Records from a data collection

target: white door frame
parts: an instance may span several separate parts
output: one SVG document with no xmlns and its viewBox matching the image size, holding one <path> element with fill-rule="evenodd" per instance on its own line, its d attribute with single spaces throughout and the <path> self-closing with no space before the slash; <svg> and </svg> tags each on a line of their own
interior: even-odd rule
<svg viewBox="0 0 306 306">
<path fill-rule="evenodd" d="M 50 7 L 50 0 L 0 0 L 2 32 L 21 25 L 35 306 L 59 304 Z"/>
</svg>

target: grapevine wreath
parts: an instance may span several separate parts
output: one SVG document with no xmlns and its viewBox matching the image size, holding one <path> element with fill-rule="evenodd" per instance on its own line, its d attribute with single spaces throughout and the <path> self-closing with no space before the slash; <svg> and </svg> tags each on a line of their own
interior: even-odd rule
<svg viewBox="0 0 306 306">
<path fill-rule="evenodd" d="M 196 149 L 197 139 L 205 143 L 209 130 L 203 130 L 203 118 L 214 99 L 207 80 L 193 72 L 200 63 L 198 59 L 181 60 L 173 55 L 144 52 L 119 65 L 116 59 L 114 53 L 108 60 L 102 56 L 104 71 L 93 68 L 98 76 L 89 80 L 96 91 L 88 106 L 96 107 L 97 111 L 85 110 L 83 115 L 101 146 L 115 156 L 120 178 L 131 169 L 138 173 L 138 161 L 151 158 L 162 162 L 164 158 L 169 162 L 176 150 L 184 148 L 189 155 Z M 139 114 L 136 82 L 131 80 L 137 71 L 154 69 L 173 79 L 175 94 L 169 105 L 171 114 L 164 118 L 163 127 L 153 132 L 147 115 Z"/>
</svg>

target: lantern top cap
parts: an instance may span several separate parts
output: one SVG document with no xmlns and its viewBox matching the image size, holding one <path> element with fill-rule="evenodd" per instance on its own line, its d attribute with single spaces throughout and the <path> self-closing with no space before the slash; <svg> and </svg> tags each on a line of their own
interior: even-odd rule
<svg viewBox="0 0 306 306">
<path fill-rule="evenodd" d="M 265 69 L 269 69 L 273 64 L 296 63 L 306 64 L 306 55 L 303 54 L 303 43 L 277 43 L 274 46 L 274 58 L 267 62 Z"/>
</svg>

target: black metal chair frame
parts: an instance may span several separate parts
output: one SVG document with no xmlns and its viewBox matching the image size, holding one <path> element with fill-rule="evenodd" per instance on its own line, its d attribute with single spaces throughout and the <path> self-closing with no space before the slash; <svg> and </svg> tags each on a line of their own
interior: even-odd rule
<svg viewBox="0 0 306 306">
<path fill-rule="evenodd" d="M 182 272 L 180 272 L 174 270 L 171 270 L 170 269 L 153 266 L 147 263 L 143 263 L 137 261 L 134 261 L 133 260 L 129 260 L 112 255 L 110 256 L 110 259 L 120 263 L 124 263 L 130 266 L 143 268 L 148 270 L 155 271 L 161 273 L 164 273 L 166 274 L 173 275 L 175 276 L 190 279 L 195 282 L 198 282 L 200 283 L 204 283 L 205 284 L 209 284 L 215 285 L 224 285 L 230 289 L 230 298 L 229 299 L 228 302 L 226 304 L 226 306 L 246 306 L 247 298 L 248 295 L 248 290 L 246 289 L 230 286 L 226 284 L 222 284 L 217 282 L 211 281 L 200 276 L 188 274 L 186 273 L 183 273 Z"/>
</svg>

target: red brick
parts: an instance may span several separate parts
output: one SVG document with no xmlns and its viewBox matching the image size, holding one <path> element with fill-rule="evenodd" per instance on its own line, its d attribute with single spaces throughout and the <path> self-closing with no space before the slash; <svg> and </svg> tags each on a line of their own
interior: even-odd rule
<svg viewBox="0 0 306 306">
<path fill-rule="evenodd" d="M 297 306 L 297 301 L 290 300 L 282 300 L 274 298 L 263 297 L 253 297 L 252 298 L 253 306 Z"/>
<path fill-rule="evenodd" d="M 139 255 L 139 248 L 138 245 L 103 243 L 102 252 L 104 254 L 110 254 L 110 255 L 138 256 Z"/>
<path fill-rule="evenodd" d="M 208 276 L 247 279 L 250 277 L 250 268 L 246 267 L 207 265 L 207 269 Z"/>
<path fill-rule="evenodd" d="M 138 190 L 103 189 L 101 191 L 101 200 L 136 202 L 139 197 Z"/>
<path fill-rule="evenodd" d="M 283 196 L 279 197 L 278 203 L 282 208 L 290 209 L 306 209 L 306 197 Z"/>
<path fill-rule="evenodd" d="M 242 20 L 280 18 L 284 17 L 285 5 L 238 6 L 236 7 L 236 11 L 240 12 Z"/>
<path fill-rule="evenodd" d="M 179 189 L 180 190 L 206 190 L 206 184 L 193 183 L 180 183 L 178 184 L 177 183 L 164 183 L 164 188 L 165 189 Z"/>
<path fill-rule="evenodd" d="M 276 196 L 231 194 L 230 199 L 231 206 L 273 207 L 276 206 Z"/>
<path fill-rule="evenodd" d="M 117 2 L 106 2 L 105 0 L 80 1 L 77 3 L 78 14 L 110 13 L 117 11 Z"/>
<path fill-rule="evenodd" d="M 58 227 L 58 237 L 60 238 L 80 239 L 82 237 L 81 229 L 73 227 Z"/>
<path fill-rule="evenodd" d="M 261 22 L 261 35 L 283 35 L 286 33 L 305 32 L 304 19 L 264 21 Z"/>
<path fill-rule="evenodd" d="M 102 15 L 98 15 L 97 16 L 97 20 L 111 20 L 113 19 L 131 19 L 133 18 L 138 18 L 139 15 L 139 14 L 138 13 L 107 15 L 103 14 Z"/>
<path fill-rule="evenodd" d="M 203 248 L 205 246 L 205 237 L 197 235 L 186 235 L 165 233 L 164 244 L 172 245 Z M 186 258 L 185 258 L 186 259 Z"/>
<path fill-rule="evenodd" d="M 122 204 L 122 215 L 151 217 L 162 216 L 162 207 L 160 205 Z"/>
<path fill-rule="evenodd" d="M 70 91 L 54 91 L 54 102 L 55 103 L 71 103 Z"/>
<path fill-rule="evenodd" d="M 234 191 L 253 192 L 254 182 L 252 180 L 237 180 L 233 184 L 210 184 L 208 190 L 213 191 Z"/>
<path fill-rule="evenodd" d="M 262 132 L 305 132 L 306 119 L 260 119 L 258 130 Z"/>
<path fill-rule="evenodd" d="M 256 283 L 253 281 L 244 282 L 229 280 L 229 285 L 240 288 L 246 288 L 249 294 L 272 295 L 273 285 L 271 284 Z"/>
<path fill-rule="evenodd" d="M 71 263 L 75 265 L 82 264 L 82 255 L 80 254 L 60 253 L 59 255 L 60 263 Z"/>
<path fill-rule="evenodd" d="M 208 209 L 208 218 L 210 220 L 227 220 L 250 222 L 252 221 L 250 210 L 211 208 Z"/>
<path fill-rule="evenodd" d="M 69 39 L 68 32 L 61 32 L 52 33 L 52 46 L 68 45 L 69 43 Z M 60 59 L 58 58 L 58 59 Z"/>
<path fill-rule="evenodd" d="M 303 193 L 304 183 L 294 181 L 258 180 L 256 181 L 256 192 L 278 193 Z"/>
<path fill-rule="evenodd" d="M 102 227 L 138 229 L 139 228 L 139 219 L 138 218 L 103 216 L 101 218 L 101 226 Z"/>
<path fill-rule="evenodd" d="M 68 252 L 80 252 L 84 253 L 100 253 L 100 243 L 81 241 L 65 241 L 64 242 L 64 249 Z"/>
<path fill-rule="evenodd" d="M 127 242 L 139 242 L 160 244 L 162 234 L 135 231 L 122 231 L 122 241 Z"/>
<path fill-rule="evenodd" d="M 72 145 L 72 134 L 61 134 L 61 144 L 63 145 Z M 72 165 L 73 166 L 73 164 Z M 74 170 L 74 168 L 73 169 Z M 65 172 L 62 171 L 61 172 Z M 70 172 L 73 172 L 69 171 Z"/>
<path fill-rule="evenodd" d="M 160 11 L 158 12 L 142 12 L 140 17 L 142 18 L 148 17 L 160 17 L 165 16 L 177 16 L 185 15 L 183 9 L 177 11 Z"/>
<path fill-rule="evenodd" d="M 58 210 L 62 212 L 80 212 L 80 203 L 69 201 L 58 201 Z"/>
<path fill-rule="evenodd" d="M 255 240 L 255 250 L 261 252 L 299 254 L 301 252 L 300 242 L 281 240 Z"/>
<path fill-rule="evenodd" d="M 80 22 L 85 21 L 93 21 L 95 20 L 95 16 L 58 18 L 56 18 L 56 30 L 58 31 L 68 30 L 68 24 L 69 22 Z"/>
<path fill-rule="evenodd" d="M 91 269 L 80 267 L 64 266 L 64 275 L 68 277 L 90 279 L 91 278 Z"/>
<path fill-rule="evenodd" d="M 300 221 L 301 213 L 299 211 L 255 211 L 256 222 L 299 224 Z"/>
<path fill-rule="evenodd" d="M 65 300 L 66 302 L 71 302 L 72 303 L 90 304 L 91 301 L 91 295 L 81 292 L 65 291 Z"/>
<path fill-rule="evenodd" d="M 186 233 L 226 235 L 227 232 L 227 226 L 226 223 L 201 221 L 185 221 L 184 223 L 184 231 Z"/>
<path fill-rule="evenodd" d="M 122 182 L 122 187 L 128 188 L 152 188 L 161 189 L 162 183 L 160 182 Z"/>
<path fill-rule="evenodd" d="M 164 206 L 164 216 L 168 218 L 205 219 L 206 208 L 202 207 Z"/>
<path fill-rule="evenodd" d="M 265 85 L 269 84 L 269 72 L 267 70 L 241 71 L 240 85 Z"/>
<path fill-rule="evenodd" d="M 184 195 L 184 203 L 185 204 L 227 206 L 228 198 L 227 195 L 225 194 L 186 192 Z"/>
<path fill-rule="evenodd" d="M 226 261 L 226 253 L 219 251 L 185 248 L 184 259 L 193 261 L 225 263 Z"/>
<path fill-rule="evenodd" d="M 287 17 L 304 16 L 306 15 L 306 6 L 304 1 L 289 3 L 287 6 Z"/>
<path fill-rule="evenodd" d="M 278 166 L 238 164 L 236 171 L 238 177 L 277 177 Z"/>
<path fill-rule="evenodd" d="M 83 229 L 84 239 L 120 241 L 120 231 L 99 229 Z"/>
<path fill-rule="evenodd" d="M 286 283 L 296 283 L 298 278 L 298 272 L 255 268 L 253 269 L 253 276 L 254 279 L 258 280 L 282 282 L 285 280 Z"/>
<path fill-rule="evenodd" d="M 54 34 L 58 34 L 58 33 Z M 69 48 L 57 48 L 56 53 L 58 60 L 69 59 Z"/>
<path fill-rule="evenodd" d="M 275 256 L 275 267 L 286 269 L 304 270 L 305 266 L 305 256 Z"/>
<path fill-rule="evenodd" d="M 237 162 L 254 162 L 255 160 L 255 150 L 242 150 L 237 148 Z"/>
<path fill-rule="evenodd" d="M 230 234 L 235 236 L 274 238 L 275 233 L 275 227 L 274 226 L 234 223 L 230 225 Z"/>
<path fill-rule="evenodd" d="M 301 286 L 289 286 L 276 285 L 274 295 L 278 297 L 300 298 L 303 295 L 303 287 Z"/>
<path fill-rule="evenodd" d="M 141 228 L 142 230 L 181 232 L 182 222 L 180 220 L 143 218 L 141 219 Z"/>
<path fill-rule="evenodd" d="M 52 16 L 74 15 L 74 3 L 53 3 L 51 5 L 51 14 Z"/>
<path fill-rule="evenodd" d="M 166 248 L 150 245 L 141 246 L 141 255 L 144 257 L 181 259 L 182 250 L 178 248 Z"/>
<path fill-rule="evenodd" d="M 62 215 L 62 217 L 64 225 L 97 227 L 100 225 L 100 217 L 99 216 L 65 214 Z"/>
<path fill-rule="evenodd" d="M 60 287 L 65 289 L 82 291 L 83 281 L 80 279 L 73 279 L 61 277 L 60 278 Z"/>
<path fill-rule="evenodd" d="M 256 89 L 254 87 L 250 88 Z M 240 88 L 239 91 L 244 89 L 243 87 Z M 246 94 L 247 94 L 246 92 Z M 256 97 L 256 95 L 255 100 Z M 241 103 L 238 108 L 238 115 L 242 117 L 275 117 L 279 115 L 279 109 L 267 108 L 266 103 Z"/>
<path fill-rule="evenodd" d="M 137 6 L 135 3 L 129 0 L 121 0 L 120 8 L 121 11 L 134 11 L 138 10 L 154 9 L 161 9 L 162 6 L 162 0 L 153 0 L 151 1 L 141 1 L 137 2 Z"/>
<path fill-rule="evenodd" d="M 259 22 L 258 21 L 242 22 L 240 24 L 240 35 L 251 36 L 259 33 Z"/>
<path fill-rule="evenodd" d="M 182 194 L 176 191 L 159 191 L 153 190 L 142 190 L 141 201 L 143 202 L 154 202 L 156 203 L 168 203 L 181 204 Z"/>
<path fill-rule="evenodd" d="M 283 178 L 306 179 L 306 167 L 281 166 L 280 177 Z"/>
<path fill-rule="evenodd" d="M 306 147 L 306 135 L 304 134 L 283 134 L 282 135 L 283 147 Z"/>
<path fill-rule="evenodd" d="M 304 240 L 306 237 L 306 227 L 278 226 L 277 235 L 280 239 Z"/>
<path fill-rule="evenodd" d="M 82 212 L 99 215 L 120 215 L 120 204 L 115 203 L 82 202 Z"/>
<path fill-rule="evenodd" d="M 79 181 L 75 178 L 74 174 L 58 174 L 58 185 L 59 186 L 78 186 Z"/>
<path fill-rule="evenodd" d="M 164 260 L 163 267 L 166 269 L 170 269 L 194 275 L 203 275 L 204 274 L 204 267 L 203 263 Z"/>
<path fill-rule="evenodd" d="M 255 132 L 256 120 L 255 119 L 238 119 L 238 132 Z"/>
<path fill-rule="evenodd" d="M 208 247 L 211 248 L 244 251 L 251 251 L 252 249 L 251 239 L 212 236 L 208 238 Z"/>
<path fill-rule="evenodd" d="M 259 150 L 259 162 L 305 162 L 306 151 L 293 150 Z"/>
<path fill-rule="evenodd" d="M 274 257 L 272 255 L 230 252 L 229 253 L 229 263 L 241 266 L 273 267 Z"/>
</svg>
...
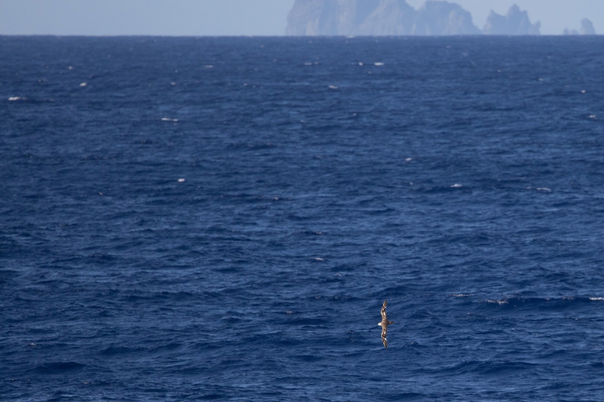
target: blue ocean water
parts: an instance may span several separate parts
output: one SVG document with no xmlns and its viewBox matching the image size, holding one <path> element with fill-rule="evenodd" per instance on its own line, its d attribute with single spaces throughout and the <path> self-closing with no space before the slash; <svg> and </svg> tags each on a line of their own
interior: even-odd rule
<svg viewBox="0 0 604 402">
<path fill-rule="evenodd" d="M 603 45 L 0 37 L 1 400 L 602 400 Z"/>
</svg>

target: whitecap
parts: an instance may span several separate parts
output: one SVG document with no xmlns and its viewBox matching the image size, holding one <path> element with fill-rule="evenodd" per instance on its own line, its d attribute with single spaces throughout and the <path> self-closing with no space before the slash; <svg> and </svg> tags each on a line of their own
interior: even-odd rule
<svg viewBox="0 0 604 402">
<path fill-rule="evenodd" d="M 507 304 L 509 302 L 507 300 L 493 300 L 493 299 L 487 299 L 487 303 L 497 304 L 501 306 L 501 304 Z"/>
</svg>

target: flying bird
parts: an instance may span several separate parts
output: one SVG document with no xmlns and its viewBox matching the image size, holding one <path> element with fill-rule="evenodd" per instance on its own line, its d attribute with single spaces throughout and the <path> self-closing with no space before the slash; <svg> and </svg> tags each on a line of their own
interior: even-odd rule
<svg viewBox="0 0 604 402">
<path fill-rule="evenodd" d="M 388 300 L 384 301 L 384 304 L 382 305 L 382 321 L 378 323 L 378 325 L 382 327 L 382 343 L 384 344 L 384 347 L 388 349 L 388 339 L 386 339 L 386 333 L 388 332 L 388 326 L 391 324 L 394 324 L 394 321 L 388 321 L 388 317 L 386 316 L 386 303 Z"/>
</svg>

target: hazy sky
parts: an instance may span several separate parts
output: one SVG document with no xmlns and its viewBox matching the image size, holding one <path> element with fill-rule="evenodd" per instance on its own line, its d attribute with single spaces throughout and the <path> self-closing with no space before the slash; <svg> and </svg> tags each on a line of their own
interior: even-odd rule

Given request -
Count the lines above that contain the string "target". State only the number.

Full solution -
9